**DATASET CONTENT:**
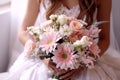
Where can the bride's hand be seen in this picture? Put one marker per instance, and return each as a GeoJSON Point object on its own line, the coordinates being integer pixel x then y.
{"type": "Point", "coordinates": [29, 47]}
{"type": "Point", "coordinates": [63, 74]}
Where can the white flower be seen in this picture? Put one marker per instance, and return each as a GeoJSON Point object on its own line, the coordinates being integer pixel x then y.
{"type": "Point", "coordinates": [65, 58]}
{"type": "Point", "coordinates": [83, 42]}
{"type": "Point", "coordinates": [53, 17]}
{"type": "Point", "coordinates": [62, 19]}
{"type": "Point", "coordinates": [65, 30]}
{"type": "Point", "coordinates": [34, 30]}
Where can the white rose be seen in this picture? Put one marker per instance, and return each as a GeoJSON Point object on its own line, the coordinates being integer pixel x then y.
{"type": "Point", "coordinates": [62, 19]}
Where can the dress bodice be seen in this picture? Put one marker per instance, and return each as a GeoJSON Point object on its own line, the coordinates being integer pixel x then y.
{"type": "Point", "coordinates": [73, 12]}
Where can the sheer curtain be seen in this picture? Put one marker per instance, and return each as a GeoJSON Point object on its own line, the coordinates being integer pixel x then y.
{"type": "Point", "coordinates": [115, 21]}
{"type": "Point", "coordinates": [18, 8]}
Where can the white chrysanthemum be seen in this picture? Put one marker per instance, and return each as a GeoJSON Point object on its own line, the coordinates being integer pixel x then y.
{"type": "Point", "coordinates": [53, 17]}
{"type": "Point", "coordinates": [65, 58]}
{"type": "Point", "coordinates": [65, 30]}
{"type": "Point", "coordinates": [84, 42]}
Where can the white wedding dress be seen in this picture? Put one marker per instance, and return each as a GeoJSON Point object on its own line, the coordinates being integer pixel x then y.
{"type": "Point", "coordinates": [24, 68]}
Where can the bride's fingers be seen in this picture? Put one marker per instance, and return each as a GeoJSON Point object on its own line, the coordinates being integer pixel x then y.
{"type": "Point", "coordinates": [67, 75]}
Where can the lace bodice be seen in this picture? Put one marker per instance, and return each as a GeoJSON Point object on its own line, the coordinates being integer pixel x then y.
{"type": "Point", "coordinates": [73, 12]}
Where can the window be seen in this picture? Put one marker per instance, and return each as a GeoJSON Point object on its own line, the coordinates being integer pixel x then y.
{"type": "Point", "coordinates": [3, 2]}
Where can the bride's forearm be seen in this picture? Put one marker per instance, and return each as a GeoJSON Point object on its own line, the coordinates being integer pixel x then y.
{"type": "Point", "coordinates": [103, 44]}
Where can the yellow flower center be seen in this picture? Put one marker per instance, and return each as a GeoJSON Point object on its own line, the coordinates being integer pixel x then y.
{"type": "Point", "coordinates": [64, 56]}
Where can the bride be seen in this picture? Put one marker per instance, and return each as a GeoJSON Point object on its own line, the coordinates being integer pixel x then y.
{"type": "Point", "coordinates": [38, 11]}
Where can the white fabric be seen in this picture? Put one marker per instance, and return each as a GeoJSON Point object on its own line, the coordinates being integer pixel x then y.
{"type": "Point", "coordinates": [17, 14]}
{"type": "Point", "coordinates": [107, 67]}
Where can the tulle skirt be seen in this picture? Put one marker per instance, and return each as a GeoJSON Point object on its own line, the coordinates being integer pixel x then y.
{"type": "Point", "coordinates": [107, 68]}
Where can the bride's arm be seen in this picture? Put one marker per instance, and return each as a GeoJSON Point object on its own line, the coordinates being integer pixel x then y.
{"type": "Point", "coordinates": [29, 20]}
{"type": "Point", "coordinates": [104, 10]}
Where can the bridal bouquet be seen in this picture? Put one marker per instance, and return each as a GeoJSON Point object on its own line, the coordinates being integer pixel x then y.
{"type": "Point", "coordinates": [70, 43]}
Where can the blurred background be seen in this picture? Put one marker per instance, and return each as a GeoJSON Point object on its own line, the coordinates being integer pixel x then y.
{"type": "Point", "coordinates": [11, 16]}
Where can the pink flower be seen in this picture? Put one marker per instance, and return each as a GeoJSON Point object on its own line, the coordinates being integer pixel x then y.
{"type": "Point", "coordinates": [76, 35]}
{"type": "Point", "coordinates": [94, 31]}
{"type": "Point", "coordinates": [65, 57]}
{"type": "Point", "coordinates": [88, 61]}
{"type": "Point", "coordinates": [29, 47]}
{"type": "Point", "coordinates": [48, 41]}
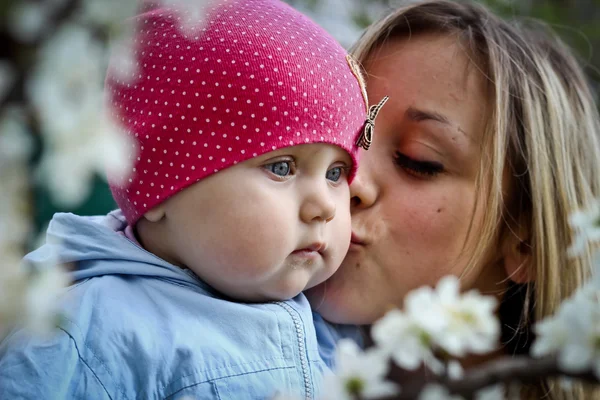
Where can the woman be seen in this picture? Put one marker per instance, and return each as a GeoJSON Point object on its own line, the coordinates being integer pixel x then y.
{"type": "Point", "coordinates": [489, 140]}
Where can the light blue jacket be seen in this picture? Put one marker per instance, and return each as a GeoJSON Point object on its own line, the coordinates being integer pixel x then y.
{"type": "Point", "coordinates": [137, 327]}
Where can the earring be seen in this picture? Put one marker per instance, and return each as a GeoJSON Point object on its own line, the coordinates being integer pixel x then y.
{"type": "Point", "coordinates": [366, 136]}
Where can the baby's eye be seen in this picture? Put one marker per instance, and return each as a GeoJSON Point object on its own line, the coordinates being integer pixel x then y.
{"type": "Point", "coordinates": [280, 168]}
{"type": "Point", "coordinates": [335, 174]}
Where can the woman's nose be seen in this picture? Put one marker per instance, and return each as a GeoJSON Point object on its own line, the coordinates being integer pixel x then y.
{"type": "Point", "coordinates": [363, 191]}
{"type": "Point", "coordinates": [318, 205]}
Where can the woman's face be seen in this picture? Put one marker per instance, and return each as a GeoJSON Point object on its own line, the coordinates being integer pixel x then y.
{"type": "Point", "coordinates": [415, 191]}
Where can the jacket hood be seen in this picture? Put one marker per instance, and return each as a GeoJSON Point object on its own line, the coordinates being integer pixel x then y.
{"type": "Point", "coordinates": [95, 246]}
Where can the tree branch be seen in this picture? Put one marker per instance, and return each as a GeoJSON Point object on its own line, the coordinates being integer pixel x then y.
{"type": "Point", "coordinates": [506, 370]}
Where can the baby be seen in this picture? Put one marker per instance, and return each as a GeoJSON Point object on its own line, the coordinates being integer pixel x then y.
{"type": "Point", "coordinates": [246, 137]}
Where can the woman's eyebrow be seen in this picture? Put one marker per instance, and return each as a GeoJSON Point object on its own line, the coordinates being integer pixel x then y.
{"type": "Point", "coordinates": [417, 115]}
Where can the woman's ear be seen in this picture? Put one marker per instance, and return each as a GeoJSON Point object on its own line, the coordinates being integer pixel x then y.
{"type": "Point", "coordinates": [155, 214]}
{"type": "Point", "coordinates": [516, 255]}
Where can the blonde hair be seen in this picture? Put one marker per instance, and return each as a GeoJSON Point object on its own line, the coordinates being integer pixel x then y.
{"type": "Point", "coordinates": [543, 128]}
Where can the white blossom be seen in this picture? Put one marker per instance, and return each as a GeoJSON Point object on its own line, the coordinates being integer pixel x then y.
{"type": "Point", "coordinates": [472, 326]}
{"type": "Point", "coordinates": [15, 147]}
{"type": "Point", "coordinates": [29, 299]}
{"type": "Point", "coordinates": [79, 138]}
{"type": "Point", "coordinates": [7, 78]}
{"type": "Point", "coordinates": [455, 370]}
{"type": "Point", "coordinates": [573, 332]}
{"type": "Point", "coordinates": [586, 224]}
{"type": "Point", "coordinates": [358, 373]}
{"type": "Point", "coordinates": [408, 343]}
{"type": "Point", "coordinates": [494, 392]}
{"type": "Point", "coordinates": [108, 13]}
{"type": "Point", "coordinates": [192, 13]}
{"type": "Point", "coordinates": [435, 391]}
{"type": "Point", "coordinates": [438, 319]}
{"type": "Point", "coordinates": [28, 20]}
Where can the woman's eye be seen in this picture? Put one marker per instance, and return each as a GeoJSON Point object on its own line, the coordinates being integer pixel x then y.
{"type": "Point", "coordinates": [280, 168]}
{"type": "Point", "coordinates": [334, 174]}
{"type": "Point", "coordinates": [425, 169]}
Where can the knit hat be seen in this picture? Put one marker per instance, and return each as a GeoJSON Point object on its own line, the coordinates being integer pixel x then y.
{"type": "Point", "coordinates": [256, 76]}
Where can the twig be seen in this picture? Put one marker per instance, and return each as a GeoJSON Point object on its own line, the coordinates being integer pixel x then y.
{"type": "Point", "coordinates": [514, 369]}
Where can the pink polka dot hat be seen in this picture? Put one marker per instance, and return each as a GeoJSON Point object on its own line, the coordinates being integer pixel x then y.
{"type": "Point", "coordinates": [256, 76]}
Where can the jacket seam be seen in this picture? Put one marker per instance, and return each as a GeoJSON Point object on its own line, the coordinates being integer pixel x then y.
{"type": "Point", "coordinates": [118, 387]}
{"type": "Point", "coordinates": [216, 388]}
{"type": "Point", "coordinates": [212, 381]}
{"type": "Point", "coordinates": [85, 362]}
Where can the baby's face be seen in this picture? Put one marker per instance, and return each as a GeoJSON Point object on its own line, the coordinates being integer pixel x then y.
{"type": "Point", "coordinates": [267, 228]}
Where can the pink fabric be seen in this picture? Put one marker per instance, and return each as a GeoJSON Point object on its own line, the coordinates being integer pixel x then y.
{"type": "Point", "coordinates": [258, 76]}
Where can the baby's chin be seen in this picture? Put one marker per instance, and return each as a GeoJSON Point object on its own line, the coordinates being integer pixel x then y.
{"type": "Point", "coordinates": [316, 295]}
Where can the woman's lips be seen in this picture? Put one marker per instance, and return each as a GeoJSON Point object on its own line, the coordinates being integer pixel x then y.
{"type": "Point", "coordinates": [313, 250]}
{"type": "Point", "coordinates": [356, 240]}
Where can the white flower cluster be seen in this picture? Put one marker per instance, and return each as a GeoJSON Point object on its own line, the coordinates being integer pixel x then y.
{"type": "Point", "coordinates": [573, 332]}
{"type": "Point", "coordinates": [26, 298]}
{"type": "Point", "coordinates": [435, 323]}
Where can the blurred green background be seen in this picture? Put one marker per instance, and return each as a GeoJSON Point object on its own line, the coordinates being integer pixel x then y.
{"type": "Point", "coordinates": [577, 21]}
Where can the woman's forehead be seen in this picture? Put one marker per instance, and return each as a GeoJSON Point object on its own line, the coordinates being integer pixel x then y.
{"type": "Point", "coordinates": [429, 77]}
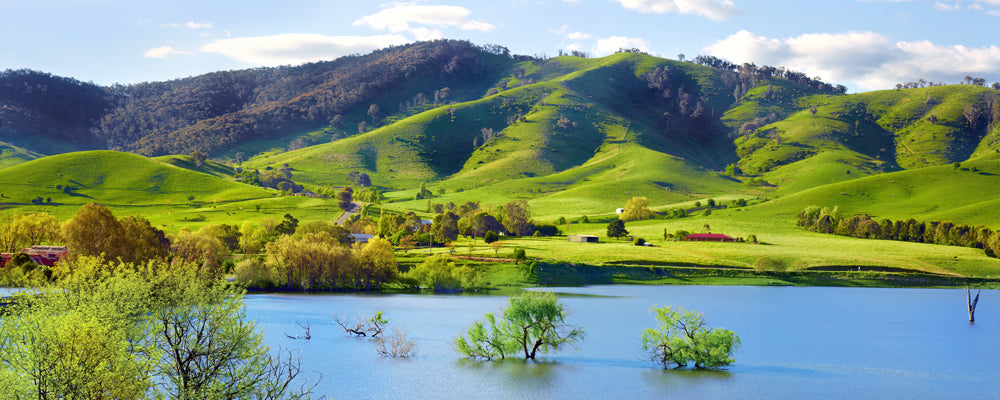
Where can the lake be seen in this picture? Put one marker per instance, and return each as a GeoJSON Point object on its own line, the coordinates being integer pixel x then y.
{"type": "Point", "coordinates": [798, 342]}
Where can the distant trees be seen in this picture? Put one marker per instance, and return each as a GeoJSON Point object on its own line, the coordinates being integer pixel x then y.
{"type": "Point", "coordinates": [681, 337]}
{"type": "Point", "coordinates": [636, 209]}
{"type": "Point", "coordinates": [94, 231]}
{"type": "Point", "coordinates": [532, 322]}
{"type": "Point", "coordinates": [616, 229]}
{"type": "Point", "coordinates": [826, 220]}
{"type": "Point", "coordinates": [318, 261]}
{"type": "Point", "coordinates": [443, 276]}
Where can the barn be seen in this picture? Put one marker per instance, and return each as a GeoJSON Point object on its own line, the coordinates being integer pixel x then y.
{"type": "Point", "coordinates": [583, 238]}
{"type": "Point", "coordinates": [708, 237]}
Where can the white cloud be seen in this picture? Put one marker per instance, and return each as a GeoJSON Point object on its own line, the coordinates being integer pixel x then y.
{"type": "Point", "coordinates": [947, 7]}
{"type": "Point", "coordinates": [401, 18]}
{"type": "Point", "coordinates": [190, 25]}
{"type": "Point", "coordinates": [297, 48]}
{"type": "Point", "coordinates": [163, 52]}
{"type": "Point", "coordinates": [718, 10]}
{"type": "Point", "coordinates": [864, 60]}
{"type": "Point", "coordinates": [612, 44]}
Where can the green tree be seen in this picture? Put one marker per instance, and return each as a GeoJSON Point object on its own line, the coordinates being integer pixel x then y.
{"type": "Point", "coordinates": [113, 330]}
{"type": "Point", "coordinates": [616, 229]}
{"type": "Point", "coordinates": [443, 276]}
{"type": "Point", "coordinates": [491, 237]}
{"type": "Point", "coordinates": [681, 337]}
{"type": "Point", "coordinates": [531, 322]}
{"type": "Point", "coordinates": [636, 209]}
{"type": "Point", "coordinates": [517, 218]}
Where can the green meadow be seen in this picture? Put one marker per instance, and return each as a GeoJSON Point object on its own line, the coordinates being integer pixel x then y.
{"type": "Point", "coordinates": [580, 137]}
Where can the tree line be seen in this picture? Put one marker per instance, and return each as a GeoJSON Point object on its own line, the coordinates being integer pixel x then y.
{"type": "Point", "coordinates": [827, 220]}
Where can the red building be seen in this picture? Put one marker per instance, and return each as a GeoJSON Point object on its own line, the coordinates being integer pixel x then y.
{"type": "Point", "coordinates": [41, 255]}
{"type": "Point", "coordinates": [708, 237]}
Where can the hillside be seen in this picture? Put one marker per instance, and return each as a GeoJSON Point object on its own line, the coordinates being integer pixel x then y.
{"type": "Point", "coordinates": [114, 179]}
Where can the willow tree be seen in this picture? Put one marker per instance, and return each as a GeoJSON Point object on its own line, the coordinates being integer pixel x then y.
{"type": "Point", "coordinates": [532, 322]}
{"type": "Point", "coordinates": [681, 337]}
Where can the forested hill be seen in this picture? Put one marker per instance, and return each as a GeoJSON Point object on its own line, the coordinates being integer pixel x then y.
{"type": "Point", "coordinates": [768, 122]}
{"type": "Point", "coordinates": [214, 111]}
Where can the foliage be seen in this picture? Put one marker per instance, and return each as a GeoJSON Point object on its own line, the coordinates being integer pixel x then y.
{"type": "Point", "coordinates": [95, 231]}
{"type": "Point", "coordinates": [616, 229]}
{"type": "Point", "coordinates": [517, 218]}
{"type": "Point", "coordinates": [636, 209]}
{"type": "Point", "coordinates": [443, 276]}
{"type": "Point", "coordinates": [491, 237]}
{"type": "Point", "coordinates": [396, 346]}
{"type": "Point", "coordinates": [770, 264]}
{"type": "Point", "coordinates": [317, 261]}
{"type": "Point", "coordinates": [681, 337]}
{"type": "Point", "coordinates": [127, 331]}
{"type": "Point", "coordinates": [531, 322]}
{"type": "Point", "coordinates": [825, 220]}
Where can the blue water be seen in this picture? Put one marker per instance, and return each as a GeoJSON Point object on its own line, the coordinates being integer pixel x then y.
{"type": "Point", "coordinates": [797, 343]}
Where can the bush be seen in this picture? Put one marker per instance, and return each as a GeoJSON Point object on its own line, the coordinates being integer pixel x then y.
{"type": "Point", "coordinates": [771, 264]}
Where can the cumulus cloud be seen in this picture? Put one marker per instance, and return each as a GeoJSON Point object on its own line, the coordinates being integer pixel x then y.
{"type": "Point", "coordinates": [612, 44]}
{"type": "Point", "coordinates": [718, 10]}
{"type": "Point", "coordinates": [297, 48]}
{"type": "Point", "coordinates": [863, 60]}
{"type": "Point", "coordinates": [403, 18]}
{"type": "Point", "coordinates": [163, 52]}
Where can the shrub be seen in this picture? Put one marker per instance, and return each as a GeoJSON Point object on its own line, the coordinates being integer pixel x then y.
{"type": "Point", "coordinates": [767, 263]}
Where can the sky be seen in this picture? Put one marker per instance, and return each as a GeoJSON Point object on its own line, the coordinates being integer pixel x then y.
{"type": "Point", "coordinates": [862, 44]}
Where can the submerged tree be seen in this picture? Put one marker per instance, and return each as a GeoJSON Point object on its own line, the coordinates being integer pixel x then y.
{"type": "Point", "coordinates": [531, 322]}
{"type": "Point", "coordinates": [681, 337]}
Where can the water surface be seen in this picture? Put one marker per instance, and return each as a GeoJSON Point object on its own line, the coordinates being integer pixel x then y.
{"type": "Point", "coordinates": [808, 342]}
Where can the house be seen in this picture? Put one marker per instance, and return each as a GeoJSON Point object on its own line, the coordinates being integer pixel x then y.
{"type": "Point", "coordinates": [41, 255]}
{"type": "Point", "coordinates": [583, 238]}
{"type": "Point", "coordinates": [708, 237]}
{"type": "Point", "coordinates": [361, 237]}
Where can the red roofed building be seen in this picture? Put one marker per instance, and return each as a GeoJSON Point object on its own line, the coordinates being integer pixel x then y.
{"type": "Point", "coordinates": [41, 255]}
{"type": "Point", "coordinates": [708, 237]}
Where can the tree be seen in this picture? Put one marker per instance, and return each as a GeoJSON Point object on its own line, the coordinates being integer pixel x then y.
{"type": "Point", "coordinates": [616, 229]}
{"type": "Point", "coordinates": [517, 218]}
{"type": "Point", "coordinates": [496, 246]}
{"type": "Point", "coordinates": [490, 237]}
{"type": "Point", "coordinates": [93, 231]}
{"type": "Point", "coordinates": [442, 275]}
{"type": "Point", "coordinates": [375, 113]}
{"type": "Point", "coordinates": [345, 199]}
{"type": "Point", "coordinates": [531, 322]}
{"type": "Point", "coordinates": [681, 337]}
{"type": "Point", "coordinates": [113, 330]}
{"type": "Point", "coordinates": [636, 209]}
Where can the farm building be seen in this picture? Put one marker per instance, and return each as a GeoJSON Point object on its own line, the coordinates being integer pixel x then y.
{"type": "Point", "coordinates": [709, 237]}
{"type": "Point", "coordinates": [41, 255]}
{"type": "Point", "coordinates": [361, 237]}
{"type": "Point", "coordinates": [583, 238]}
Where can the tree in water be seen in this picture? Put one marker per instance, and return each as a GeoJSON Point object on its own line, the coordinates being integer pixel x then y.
{"type": "Point", "coordinates": [681, 337]}
{"type": "Point", "coordinates": [532, 322]}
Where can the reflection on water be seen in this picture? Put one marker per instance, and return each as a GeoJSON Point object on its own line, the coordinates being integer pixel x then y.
{"type": "Point", "coordinates": [797, 343]}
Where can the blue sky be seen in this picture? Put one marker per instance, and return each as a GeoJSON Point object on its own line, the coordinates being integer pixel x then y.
{"type": "Point", "coordinates": [863, 44]}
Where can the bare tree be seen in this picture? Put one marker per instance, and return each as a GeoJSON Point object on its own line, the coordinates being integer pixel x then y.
{"type": "Point", "coordinates": [972, 303]}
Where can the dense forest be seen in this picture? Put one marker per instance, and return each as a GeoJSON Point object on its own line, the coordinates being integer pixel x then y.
{"type": "Point", "coordinates": [213, 111]}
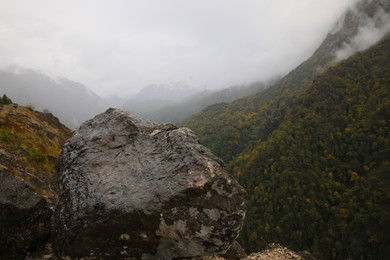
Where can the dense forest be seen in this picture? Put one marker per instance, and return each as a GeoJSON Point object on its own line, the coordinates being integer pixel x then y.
{"type": "Point", "coordinates": [313, 153]}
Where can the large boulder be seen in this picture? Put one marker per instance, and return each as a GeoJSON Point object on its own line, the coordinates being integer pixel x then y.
{"type": "Point", "coordinates": [24, 217]}
{"type": "Point", "coordinates": [133, 188]}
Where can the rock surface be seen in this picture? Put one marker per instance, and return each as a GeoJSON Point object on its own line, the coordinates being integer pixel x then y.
{"type": "Point", "coordinates": [24, 217]}
{"type": "Point", "coordinates": [133, 188]}
{"type": "Point", "coordinates": [279, 252]}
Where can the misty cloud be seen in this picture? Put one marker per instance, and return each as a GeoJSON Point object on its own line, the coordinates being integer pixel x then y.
{"type": "Point", "coordinates": [373, 29]}
{"type": "Point", "coordinates": [118, 47]}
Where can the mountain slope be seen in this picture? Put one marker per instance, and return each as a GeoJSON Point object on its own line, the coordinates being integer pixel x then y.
{"type": "Point", "coordinates": [247, 121]}
{"type": "Point", "coordinates": [320, 180]}
{"type": "Point", "coordinates": [30, 143]}
{"type": "Point", "coordinates": [72, 102]}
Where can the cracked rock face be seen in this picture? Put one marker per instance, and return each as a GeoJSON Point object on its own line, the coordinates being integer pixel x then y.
{"type": "Point", "coordinates": [134, 188]}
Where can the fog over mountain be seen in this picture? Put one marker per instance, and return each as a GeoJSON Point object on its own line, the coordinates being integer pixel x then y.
{"type": "Point", "coordinates": [117, 48]}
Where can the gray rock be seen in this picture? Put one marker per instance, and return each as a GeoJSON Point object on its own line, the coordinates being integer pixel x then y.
{"type": "Point", "coordinates": [24, 217]}
{"type": "Point", "coordinates": [133, 188]}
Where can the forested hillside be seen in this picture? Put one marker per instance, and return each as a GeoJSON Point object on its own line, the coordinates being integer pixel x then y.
{"type": "Point", "coordinates": [314, 159]}
{"type": "Point", "coordinates": [30, 143]}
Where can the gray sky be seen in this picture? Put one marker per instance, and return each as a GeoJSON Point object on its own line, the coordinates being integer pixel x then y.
{"type": "Point", "coordinates": [118, 47]}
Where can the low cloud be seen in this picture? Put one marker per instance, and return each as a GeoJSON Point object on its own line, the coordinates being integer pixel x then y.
{"type": "Point", "coordinates": [371, 31]}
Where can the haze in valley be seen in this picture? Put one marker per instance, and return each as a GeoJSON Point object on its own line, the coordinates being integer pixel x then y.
{"type": "Point", "coordinates": [119, 47]}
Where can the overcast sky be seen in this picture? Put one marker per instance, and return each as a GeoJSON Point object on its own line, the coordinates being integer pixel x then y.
{"type": "Point", "coordinates": [118, 47]}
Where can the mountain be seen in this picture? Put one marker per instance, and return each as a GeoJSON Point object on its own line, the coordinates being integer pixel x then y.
{"type": "Point", "coordinates": [177, 113]}
{"type": "Point", "coordinates": [72, 102]}
{"type": "Point", "coordinates": [253, 118]}
{"type": "Point", "coordinates": [151, 104]}
{"type": "Point", "coordinates": [30, 143]}
{"type": "Point", "coordinates": [153, 98]}
{"type": "Point", "coordinates": [313, 150]}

**DIRECTIONS FOR THIS TASK:**
Every line from the one that holds "Where can the overcast" to the end of the data above should be given again exactly, with that line and the last one both kept.

**SOLUTION:**
Where can the overcast sky be seen in this picture? Put one marker per instance, and return each as a GeoJSON Point object on its own line, the coordinates being integer pixel x then y.
{"type": "Point", "coordinates": [118, 47]}
Where can the mountain be seen in this picture? Put one marker per instance, and return each as a GeoJSON Point object on its own line, the coordinates being integer pixel x then y.
{"type": "Point", "coordinates": [177, 113]}
{"type": "Point", "coordinates": [72, 102]}
{"type": "Point", "coordinates": [253, 118]}
{"type": "Point", "coordinates": [151, 104]}
{"type": "Point", "coordinates": [30, 143]}
{"type": "Point", "coordinates": [153, 98]}
{"type": "Point", "coordinates": [313, 150]}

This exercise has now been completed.